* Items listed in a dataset

⁂

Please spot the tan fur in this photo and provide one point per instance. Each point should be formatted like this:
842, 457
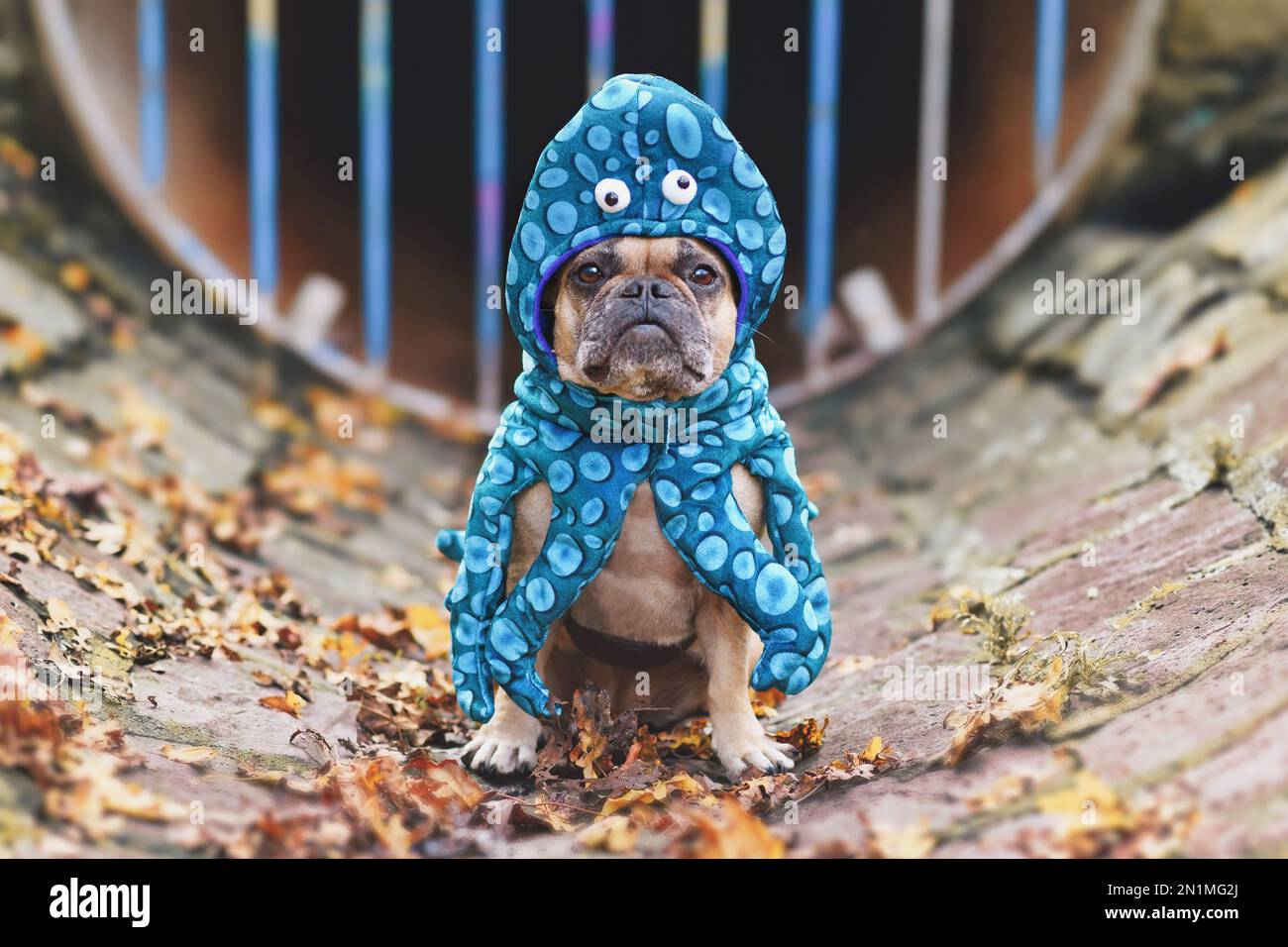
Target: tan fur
644, 592
656, 257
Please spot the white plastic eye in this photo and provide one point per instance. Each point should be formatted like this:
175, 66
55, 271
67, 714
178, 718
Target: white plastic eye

⁂

* EXERCISE DESCRIPTION
In the records above, find the line containing "Please spot the white"; please retype it and every line after it through the last line, exactly and with nothing else.

* TASK RESULT
Please spot the white plastic eye in this photo and provide one point per instance. Each point should be formatted like this:
175, 66
55, 271
67, 714
178, 718
Target: white plastic eye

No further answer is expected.